-- Dataset follows --
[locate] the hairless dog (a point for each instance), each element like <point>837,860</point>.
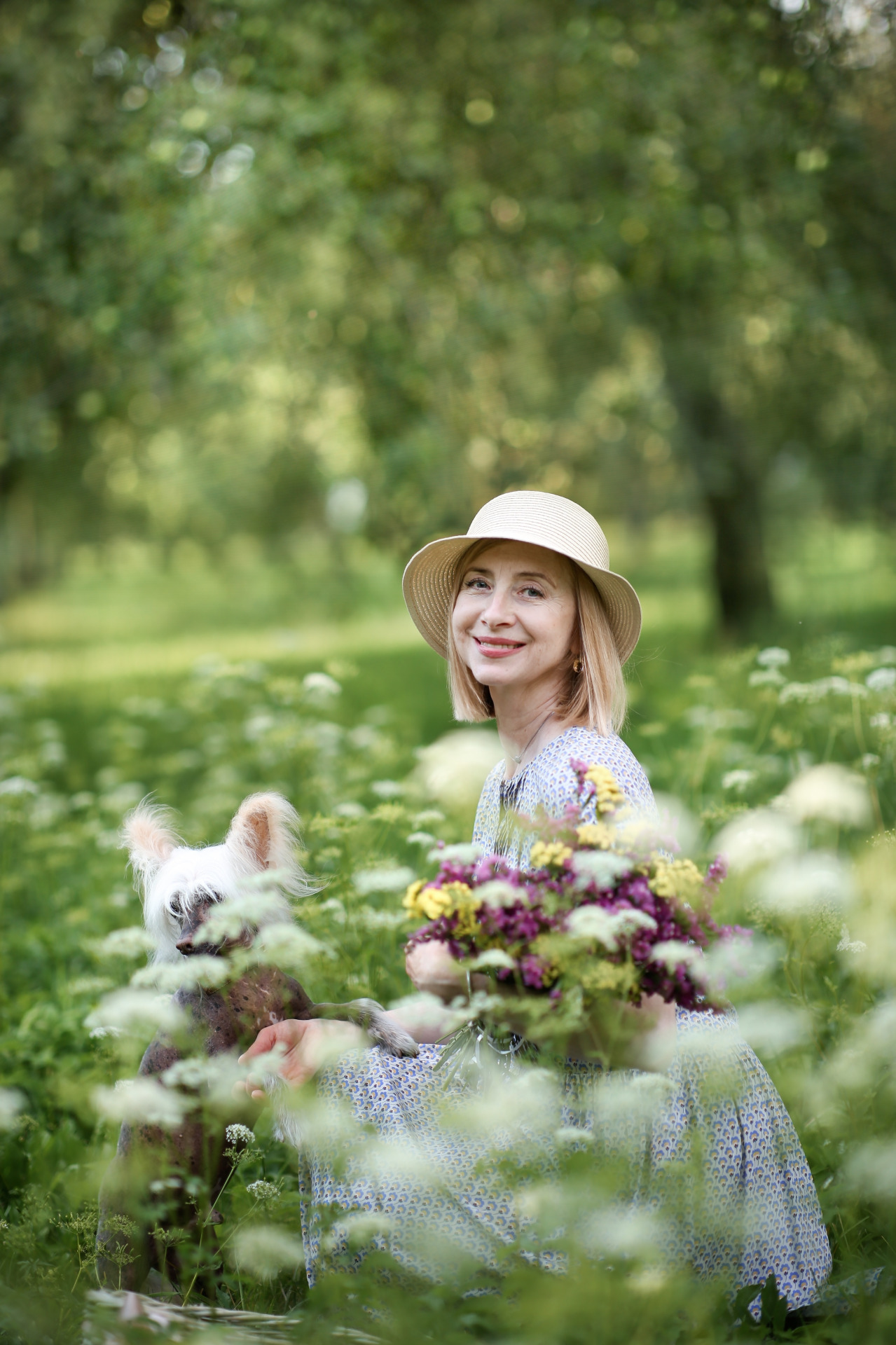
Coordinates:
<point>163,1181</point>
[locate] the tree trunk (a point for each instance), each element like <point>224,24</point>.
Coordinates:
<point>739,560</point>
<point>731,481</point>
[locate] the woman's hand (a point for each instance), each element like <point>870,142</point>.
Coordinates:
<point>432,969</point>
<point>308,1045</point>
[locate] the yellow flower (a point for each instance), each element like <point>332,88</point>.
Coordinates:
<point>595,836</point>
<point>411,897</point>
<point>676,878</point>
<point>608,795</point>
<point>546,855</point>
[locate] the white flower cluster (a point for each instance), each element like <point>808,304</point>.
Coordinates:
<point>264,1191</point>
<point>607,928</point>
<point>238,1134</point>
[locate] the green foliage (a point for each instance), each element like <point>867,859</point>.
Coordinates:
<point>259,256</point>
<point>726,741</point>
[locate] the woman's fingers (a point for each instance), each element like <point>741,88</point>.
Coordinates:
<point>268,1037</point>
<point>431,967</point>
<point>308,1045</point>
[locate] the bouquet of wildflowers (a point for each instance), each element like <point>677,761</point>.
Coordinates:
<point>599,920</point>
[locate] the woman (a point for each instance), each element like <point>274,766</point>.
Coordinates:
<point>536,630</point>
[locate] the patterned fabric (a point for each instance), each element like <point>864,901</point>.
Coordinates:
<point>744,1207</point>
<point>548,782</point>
-- Dataset concluded --
-- Dataset follows --
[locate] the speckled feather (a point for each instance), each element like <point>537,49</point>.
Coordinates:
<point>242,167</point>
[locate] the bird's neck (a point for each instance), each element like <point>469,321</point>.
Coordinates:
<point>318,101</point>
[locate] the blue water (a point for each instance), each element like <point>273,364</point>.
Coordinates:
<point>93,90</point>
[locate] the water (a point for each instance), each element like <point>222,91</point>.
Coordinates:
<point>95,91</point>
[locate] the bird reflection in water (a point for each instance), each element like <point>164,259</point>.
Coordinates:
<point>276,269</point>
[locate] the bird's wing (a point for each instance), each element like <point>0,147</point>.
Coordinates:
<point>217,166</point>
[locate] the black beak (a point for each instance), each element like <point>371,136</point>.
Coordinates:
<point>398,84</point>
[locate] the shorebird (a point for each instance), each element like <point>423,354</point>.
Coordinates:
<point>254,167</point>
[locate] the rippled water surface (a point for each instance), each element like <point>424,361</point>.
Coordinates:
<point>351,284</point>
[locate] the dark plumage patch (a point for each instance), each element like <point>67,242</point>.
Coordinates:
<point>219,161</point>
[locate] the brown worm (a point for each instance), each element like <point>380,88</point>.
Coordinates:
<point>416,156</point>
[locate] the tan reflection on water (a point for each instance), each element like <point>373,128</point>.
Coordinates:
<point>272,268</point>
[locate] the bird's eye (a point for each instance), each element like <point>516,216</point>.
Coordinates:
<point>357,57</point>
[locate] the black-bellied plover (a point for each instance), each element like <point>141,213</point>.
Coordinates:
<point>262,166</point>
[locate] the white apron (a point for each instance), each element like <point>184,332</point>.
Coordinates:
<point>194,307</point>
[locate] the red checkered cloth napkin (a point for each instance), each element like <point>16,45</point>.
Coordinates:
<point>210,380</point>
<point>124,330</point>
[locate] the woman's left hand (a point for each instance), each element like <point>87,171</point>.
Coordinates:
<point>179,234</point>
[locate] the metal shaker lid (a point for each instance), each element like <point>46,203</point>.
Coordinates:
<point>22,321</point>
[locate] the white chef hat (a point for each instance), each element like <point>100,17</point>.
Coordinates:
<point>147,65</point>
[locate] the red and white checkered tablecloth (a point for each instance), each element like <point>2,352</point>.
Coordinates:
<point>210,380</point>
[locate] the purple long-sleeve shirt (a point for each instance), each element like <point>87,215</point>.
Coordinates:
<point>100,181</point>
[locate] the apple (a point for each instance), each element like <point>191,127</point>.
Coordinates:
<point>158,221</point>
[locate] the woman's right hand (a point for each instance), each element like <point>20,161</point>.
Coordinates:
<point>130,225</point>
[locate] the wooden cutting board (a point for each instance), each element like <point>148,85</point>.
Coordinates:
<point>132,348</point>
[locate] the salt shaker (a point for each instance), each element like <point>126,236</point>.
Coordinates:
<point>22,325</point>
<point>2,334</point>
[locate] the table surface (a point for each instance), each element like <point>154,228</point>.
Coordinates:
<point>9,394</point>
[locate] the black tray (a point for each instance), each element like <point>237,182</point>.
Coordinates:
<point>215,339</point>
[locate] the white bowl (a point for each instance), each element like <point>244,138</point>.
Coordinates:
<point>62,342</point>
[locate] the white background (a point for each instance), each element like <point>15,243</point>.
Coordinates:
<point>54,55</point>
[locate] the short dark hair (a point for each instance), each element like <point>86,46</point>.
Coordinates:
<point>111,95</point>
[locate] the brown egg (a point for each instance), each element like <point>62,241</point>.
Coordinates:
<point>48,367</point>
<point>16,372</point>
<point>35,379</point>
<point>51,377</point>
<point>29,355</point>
-- Dataset concluded --
-- Dataset follows --
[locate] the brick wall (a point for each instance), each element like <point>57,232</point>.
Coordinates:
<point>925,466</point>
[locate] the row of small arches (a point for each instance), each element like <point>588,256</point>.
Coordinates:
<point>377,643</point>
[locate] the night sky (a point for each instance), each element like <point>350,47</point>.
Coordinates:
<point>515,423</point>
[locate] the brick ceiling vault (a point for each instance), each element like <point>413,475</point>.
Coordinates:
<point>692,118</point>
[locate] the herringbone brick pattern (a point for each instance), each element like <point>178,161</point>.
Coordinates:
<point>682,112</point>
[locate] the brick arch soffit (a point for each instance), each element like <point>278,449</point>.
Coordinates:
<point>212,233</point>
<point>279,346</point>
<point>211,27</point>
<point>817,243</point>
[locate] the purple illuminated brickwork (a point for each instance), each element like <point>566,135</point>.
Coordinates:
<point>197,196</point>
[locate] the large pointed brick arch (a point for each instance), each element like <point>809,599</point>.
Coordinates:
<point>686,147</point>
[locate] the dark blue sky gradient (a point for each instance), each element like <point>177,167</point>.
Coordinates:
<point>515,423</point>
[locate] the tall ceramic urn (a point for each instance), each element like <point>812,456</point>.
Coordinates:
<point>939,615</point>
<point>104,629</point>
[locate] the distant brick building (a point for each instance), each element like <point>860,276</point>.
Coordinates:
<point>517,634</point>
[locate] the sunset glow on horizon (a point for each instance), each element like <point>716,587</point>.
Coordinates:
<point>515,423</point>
-- Dataset concluded --
:: Task details ::
Lines in the data that hold "reflection" must be located and copied.

:: Response to this task ::
[locate] the bird reflection in water (a point for each instance), each element like <point>164,259</point>.
[locate] the tan reflection on water (a point for each instance), each element like <point>373,128</point>.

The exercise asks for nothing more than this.